■ DOCUMENT PASSAGE
◆ ◆ ◆ ◆

Canada dropped from 12th place last year and did far worse in the environmental protection category, where it ranked 27th. Every other country made progress in this area except Canada, the centre said in a report on the rankings.

Canada "has the dubious honor of being the only CDI country with an environment score which has gone down since we first calculated the CDI [in 2003]," the report said. "This reflects rising fossil fuel production and its withdrawal from the Kyoto Protocol, the world's only treaty governing the emissions of heat-trapping gasses. Canada has dropped below the U.S. into bottom place on the environment component."

Owen Barder, a senior fellow at the centre who prepared the index, said in an interview that the environment category has become one of the bright spots in the survey. "Environment is the one part of our index that has really seen improvement and Canada has been the only country that's fallen," he said. "My expectation would have been that Canada is environmentally friendly, Canadians all seem to take the environment seriously."

The major reasons for Canada's poor showing, he said, were pulling out of the Kyoto Protocol and having one of the highest levels of greenhouse gas production per capita. Canada also has low gasoline taxes, which don't encourage conservation, and high subsidies for fishing, which impacts fish stocks. Slovakia and Hungary came first and second in the environment category mainly because both have some of the highest gas taxes among the 27 nations and the lowest greenhouse gas emissions.

Canada scored best in trade and migration, where it finished fourth and third respectively. On trade, the centre cited Canada's low tariffs on agricultural imports as helping poorer nations. And on migration the centre said Canada is among the leaders in welcoming immigrants and students from developing countries.

◆ ◆ ◆ ◆

■ ASSIGNMENT 1
Answer these about the passage on Canada's ranking:
(a) Where did Canada rank in the environmental protection category?
(b) Which two countries came first and second in the environment category?
(c) In which two categories did Canada score best, and where did it finish in each?
■ ASSIGNMENT 2
Quote the passage on Canada's ranking between "Canada dropped from" and "on the rankings.", inclusive.
Nothing in the lines that follow has any bearing on the passage about Canada's ranking.

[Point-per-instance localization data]
◆ ◆ ◆ ◆

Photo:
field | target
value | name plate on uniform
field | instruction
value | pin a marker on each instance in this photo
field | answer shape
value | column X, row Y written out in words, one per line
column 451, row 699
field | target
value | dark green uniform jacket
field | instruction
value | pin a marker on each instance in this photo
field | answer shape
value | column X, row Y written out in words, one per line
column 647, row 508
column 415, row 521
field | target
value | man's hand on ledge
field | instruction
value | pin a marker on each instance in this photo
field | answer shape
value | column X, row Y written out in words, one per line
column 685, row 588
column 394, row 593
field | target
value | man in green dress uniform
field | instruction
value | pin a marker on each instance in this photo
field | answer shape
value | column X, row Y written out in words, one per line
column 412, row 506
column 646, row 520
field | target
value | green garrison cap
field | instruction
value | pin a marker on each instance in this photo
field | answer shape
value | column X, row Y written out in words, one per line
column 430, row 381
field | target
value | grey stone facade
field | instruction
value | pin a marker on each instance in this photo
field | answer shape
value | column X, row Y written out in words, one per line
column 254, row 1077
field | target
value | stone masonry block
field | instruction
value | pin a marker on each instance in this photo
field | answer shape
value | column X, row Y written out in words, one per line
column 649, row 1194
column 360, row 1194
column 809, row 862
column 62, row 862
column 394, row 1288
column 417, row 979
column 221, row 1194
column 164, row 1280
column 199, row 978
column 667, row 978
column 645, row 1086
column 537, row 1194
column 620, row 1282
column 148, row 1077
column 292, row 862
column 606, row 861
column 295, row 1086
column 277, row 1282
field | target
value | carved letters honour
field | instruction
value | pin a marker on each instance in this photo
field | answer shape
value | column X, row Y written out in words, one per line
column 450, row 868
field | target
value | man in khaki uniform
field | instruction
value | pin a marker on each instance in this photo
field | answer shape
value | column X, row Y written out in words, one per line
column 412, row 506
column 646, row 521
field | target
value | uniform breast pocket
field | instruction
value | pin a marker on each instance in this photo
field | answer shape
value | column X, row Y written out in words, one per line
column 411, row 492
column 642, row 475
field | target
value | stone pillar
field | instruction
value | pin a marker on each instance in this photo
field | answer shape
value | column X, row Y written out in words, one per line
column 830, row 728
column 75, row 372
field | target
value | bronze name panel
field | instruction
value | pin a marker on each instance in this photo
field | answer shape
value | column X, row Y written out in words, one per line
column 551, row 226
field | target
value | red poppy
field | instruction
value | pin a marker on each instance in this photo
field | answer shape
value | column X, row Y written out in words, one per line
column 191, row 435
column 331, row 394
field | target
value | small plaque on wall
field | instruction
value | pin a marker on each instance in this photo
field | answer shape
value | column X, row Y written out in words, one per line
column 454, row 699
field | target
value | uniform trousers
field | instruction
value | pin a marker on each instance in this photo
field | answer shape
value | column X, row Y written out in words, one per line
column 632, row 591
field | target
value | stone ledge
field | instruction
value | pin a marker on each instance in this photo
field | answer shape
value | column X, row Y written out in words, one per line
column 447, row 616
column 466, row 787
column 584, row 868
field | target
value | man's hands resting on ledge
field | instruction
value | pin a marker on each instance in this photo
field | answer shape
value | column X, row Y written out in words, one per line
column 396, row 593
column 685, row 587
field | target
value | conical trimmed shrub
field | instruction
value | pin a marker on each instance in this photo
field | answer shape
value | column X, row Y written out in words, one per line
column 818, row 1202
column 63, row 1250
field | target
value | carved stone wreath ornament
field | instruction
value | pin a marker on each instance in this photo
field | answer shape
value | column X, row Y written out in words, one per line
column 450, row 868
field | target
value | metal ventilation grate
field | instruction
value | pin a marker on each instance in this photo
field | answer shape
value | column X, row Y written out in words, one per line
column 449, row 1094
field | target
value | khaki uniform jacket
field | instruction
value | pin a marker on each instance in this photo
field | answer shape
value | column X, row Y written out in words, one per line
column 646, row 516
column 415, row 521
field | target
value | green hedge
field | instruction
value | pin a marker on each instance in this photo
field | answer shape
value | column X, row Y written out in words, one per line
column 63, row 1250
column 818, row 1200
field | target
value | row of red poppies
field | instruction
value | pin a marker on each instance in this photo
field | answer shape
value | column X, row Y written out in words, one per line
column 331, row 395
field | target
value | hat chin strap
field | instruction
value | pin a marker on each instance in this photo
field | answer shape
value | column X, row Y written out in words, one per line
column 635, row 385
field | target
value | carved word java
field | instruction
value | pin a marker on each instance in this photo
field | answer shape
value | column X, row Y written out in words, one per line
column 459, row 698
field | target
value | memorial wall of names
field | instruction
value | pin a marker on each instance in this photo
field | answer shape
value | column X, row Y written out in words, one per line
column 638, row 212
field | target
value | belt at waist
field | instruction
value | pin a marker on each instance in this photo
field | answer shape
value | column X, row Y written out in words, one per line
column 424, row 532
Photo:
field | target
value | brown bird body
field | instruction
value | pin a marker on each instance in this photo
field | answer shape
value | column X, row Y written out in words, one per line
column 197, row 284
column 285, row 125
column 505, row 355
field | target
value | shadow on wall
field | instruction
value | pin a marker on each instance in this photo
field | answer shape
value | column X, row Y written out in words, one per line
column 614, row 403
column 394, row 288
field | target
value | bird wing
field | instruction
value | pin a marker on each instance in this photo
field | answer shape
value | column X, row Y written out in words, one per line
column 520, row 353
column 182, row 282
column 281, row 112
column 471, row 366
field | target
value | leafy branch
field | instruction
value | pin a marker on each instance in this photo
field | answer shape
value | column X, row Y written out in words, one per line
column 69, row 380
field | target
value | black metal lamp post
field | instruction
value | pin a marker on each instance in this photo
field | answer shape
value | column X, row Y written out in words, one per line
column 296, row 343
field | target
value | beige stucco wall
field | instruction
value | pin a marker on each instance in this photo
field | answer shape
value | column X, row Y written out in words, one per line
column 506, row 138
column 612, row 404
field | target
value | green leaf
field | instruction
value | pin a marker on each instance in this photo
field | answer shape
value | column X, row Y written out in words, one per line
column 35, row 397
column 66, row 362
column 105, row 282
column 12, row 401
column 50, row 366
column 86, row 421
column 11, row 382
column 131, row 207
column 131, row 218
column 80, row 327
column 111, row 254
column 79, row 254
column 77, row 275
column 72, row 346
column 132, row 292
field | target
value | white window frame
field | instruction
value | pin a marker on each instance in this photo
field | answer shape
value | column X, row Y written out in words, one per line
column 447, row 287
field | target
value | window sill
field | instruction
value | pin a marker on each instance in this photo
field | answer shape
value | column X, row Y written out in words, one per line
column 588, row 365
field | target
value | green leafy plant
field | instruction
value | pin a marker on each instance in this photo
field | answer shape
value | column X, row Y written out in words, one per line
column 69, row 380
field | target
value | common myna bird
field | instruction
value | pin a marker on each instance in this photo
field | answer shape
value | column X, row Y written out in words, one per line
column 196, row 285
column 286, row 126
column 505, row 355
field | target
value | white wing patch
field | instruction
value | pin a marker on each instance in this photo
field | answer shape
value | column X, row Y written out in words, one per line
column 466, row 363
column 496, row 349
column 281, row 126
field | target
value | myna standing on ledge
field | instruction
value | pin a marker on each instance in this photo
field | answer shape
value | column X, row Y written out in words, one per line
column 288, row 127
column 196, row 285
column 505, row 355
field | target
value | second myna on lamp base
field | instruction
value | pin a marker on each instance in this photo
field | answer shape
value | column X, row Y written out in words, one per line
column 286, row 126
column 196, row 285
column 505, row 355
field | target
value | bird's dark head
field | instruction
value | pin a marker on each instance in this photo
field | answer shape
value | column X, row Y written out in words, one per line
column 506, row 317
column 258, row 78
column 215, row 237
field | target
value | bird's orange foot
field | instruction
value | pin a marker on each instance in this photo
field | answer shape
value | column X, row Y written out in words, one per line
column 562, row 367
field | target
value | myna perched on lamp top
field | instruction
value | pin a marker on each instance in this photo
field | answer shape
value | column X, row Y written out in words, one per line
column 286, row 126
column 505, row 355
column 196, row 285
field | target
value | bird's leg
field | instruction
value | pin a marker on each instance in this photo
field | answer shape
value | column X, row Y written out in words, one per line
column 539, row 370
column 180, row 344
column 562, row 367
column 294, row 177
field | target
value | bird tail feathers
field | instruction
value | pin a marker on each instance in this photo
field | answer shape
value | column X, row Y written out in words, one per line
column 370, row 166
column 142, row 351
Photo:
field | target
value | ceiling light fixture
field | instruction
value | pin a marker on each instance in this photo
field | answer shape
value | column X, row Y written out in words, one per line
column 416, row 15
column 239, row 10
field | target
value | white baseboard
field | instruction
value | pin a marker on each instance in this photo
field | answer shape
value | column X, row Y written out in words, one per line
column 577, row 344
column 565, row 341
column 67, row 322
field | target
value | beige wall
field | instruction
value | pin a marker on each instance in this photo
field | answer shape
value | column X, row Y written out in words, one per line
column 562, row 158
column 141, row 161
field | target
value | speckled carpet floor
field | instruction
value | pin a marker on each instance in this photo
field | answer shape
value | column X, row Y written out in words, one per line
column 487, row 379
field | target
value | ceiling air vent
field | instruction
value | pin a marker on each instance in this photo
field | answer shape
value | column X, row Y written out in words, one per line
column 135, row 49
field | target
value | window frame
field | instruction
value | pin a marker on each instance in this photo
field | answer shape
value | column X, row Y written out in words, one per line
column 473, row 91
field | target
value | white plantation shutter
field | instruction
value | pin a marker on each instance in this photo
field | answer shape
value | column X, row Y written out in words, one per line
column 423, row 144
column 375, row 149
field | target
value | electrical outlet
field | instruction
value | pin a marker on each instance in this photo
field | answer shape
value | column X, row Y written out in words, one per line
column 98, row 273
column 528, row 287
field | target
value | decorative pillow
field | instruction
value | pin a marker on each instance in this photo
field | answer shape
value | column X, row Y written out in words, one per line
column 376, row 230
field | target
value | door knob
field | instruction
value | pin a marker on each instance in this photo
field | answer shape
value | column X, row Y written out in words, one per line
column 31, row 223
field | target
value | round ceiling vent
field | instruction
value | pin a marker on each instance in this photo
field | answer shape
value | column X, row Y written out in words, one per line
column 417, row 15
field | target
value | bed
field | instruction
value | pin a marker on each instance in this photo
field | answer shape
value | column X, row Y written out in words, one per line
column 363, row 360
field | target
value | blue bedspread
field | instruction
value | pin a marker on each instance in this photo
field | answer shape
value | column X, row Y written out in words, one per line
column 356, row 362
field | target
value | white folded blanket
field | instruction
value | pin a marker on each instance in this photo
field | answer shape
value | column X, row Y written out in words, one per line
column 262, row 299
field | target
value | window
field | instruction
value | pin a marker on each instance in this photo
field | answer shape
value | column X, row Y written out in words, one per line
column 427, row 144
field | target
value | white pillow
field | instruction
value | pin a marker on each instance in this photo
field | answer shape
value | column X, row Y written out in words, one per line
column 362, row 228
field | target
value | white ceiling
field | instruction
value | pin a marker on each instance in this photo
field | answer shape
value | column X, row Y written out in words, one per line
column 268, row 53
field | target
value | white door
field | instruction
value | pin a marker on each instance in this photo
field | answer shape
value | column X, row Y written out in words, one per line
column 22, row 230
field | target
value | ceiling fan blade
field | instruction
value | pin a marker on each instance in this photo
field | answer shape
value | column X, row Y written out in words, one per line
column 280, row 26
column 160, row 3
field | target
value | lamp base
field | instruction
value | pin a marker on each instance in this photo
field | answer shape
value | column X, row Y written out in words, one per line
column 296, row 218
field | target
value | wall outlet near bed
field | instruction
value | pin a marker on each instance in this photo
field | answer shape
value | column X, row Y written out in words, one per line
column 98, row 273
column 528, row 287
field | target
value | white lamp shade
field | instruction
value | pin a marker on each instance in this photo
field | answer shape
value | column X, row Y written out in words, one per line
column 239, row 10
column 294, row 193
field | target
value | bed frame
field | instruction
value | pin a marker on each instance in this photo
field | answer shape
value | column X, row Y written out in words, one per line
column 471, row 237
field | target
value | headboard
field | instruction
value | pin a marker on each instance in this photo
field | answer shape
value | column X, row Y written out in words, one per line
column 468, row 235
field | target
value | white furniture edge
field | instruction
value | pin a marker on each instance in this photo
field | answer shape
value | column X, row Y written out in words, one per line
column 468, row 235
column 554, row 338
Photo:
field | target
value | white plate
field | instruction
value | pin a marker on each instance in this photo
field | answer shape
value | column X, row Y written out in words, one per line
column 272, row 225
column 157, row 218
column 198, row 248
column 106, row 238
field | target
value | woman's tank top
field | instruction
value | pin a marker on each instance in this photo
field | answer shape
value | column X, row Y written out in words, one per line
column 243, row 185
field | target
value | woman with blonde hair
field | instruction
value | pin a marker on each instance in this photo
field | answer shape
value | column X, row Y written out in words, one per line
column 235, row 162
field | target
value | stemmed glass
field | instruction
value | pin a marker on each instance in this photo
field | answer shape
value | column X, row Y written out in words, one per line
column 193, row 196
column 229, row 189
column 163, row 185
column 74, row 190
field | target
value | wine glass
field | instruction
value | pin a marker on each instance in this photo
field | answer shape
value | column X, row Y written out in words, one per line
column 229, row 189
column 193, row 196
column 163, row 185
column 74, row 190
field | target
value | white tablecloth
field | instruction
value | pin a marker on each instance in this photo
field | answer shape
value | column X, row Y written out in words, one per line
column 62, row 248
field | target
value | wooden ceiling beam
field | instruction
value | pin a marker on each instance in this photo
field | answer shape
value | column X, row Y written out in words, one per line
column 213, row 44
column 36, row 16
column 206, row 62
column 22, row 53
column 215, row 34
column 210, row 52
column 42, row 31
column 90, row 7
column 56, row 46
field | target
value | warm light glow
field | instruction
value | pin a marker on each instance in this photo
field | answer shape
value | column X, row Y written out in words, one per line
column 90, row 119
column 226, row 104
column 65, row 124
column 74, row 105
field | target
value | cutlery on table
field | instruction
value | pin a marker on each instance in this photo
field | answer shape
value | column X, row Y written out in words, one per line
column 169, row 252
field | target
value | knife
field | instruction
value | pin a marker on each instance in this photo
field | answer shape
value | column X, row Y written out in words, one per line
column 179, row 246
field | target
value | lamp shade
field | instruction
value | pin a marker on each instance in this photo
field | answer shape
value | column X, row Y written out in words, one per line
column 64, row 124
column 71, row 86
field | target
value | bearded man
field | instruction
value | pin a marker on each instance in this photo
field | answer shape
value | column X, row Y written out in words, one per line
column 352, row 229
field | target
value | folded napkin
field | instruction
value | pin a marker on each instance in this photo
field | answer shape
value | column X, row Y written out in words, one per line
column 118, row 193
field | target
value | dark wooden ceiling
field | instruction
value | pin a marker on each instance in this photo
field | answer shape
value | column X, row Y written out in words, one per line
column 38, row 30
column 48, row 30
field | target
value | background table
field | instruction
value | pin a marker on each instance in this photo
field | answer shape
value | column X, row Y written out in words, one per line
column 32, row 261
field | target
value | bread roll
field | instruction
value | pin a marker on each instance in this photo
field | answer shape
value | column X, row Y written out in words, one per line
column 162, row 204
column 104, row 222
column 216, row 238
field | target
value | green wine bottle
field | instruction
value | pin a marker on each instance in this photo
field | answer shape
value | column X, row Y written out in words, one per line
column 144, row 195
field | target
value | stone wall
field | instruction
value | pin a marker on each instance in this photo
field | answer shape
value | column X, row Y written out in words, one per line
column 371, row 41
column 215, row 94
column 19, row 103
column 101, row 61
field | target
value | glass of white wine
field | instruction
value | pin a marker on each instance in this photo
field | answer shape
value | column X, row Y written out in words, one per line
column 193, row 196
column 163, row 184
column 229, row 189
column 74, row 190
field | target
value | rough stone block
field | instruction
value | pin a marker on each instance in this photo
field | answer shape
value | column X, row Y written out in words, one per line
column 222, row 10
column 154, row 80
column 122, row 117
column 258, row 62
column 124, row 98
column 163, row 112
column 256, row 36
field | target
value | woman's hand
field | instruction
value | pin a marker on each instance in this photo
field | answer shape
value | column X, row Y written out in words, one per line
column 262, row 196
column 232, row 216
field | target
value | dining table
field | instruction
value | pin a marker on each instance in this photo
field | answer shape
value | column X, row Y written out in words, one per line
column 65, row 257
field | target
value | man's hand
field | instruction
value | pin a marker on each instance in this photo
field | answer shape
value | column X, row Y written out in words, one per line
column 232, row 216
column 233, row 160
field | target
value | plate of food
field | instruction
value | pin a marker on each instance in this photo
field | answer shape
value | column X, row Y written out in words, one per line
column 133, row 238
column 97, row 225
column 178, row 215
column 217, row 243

◆ ◆ ◆ ◆

■ ANSWER BOX 1
(a) 27th.
(b) Slovakia and Hungary.
(c) Trade, where it finished fourth, and migration, where it finished third.

■ ANSWER BOX 2
Canada dropped from 12th place last year and did far worse in the environmental protection category, where it ranked 27th. Every other country made progress in this area except Canada, the centre said in a report on the rankings.